■ **AIM OF THE EXERCISE**
Take the material below and write it all out again exactly.

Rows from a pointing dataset
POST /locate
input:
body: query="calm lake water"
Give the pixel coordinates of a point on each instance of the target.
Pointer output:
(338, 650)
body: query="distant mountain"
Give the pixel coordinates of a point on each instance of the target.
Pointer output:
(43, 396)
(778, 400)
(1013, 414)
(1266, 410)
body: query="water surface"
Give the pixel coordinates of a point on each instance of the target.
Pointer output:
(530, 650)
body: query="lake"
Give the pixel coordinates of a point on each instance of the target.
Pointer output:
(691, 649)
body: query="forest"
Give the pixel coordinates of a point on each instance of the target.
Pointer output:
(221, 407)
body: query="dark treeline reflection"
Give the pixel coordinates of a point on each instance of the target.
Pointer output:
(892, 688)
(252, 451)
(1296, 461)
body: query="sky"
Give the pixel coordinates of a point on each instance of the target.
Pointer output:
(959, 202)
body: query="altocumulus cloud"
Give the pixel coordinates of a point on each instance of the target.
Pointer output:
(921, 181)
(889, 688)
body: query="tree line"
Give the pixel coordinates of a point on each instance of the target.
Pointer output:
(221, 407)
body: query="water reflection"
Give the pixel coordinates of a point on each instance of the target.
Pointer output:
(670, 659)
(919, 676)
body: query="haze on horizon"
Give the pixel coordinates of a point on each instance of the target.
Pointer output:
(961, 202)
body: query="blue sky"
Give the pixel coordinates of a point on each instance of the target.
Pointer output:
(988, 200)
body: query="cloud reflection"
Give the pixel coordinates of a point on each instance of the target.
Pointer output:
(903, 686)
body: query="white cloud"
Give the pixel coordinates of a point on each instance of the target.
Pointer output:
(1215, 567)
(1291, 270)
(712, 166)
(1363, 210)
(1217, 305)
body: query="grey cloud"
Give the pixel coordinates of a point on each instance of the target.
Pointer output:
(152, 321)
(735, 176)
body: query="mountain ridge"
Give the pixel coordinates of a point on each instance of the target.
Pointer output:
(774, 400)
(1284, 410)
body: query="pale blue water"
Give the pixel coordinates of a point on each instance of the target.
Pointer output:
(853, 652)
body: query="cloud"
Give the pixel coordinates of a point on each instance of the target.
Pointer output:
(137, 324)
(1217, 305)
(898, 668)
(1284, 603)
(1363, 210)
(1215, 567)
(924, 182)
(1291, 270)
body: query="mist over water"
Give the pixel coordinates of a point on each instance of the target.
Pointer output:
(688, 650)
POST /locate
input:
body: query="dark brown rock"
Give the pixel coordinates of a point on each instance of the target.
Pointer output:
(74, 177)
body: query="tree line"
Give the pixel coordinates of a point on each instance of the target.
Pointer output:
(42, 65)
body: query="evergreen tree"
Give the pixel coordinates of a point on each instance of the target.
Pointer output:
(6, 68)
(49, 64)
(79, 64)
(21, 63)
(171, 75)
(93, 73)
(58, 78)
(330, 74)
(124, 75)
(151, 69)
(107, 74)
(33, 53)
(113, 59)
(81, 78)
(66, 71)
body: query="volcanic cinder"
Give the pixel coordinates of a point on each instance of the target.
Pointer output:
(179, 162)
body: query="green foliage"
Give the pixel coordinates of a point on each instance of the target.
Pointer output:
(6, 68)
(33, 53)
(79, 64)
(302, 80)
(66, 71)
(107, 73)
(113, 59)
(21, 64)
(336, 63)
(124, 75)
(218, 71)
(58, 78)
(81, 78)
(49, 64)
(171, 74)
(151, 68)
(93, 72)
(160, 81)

■ **SOLUTION BELOW**
POST /locate
input:
body: query="calm lake water"
Give the pixel coordinates of a point on each instance of the target.
Pointer output:
(338, 650)
body: query="distant mountain"
Give the pixel coordinates of a point on each instance of the target.
Pointer output:
(43, 396)
(778, 400)
(1013, 414)
(1266, 410)
body: query="water surface"
Give the pixel coordinates of a point on each instance of the target.
Pointer output:
(530, 650)
body: query="lake"
Give the pixel coordinates of a point on each instance of the target.
Pointer output:
(691, 649)
body: query="forest"
Give the pixel coordinates of a point on each instance of the target.
Pointer output:
(221, 407)
body: query="dark treeline reflection"
Give the pixel coordinates of a point on each instance of the target.
Pointer output:
(892, 688)
(252, 451)
(1296, 461)
body: query="sky"
Give the pixel coordinates of a point on each instance of the target.
Pointer output:
(959, 202)
body: query="altocumulus cloud"
Give the pixel coordinates of a point on each instance of the target.
Pointer output:
(921, 181)
(889, 688)
body: query="tree line"
Give the pixel coordinates of a point on each instance of the target.
Pointer output:
(221, 407)
body: query="water reflection"
Give the pixel coordinates of a point on each instance of the target.
Pointer output:
(670, 659)
(919, 676)
body: query="haze on horizon"
Give the pixel coordinates of a point on each instance of the target.
Pointer output:
(961, 202)
body: query="blue sky"
Give the pixel coordinates of a point on each instance of the target.
Pointer output:
(988, 200)
body: query="cloud reflection"
Give the pixel coordinates of a point on each instance of the target.
Pointer output:
(903, 686)
body: query="white cloud"
Give the pixel coordinates of a point on each instance of the target.
Pointer output:
(1215, 567)
(1291, 270)
(712, 166)
(1363, 210)
(1217, 305)
body: query="grey cloud"
Give the pixel coordinates of a point on each instance of the target.
Pointer output:
(152, 321)
(735, 176)
body: query="mountain ridge"
Give the pixel coordinates of a point on each instance of the target.
Pointer output:
(774, 400)
(1284, 410)
body: query="pale blue water"
Give the pixel coordinates of a point on each instance of the target.
Pointer output:
(853, 652)
body: query="cloud"
Give the pixel coordinates of a point on each instance of the target.
Pointer output:
(137, 324)
(1217, 305)
(898, 668)
(1284, 603)
(1363, 210)
(1215, 567)
(924, 182)
(1291, 270)
body: query="mist over water"
Give the pixel coordinates of a point on each instance of the target.
Pointer output:
(688, 650)
POST /locate
input:
body: query="dark brown rock"
Give the pixel coordinates of a point on each instance of the target.
Pointer output:
(74, 177)
body: query="tree line"
Give the pixel coordinates of a point on each instance of the target.
Pointer output:
(42, 65)
body: query="evergreen tree"
Give the pixel coordinates of a point on each instance of the target.
Pointer output:
(6, 68)
(49, 64)
(79, 64)
(21, 63)
(171, 75)
(93, 73)
(58, 78)
(330, 74)
(124, 75)
(151, 69)
(107, 74)
(33, 53)
(113, 59)
(81, 78)
(66, 71)
body: query="volcanic cinder"
Give the pixel coordinates of a point on each instance of the target.
Pointer output:
(179, 162)
body: query="green foliage"
Give the pixel coordinates of a point on each instance of the target.
Pointer output:
(6, 68)
(33, 53)
(79, 64)
(302, 80)
(66, 71)
(107, 73)
(113, 59)
(21, 64)
(336, 63)
(124, 75)
(218, 71)
(58, 78)
(81, 78)
(49, 64)
(171, 74)
(151, 68)
(93, 72)
(160, 81)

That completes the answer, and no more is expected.